What you have to do
Reproduce the power steering rack thread word for word, starting with "## annetony (May" and going on through "isn't worth knowing.".

Text block
# Auto sleeper symphony power steering rack



## gazaa (Jan 27, 2010)

my autosleeper symphony (1993) has just failed its mot on a leaky power steering rack, anyone know where I might lay my hands on one these or if its possible to get them reconditioned? I am in the manchester area. thanks


----------



## JohnsCrossMotorHomes (Jul 21, 2007)

Try Delfin Designs in Poole http://www.delfindesigns.co.uk/

They specilaise in older Fiats and Peugots and do mail order
Peter


----------



## JohnsCrossMotorHomes (Jul 21, 2007)

Try Delfin Designs in Poole http://www.delfindesigns.co.uk/

They specilaise in older Fiats and Peugots and do mail order
Peter


----------



## annetony (May 1, 2005)

Or you could try Mike at no 1 gear http://www.no1gear.com/

he has lots of stuff for the older vans, we have had quite a bit off him, and what he doesn't know about the vans isn't worth knowing.

Anne


----------



## gazaa (Jan 27, 2010)

Supplied data
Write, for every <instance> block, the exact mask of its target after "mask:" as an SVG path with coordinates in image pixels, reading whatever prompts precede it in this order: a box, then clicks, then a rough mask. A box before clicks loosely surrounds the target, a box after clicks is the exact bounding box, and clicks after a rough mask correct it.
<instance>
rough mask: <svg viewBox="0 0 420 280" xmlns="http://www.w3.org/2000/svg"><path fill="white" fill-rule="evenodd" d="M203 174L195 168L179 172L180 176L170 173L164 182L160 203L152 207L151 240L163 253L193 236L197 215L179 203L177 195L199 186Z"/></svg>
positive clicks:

Output of the exercise
## annetony (May 1, 2005)

Or you could try Mike at no 1 gear http://www.no1gear.com/

he has lots of stuff for the older vans, we have had quite a bit off him, and what he doesn't know about the vans isn't worth knowing.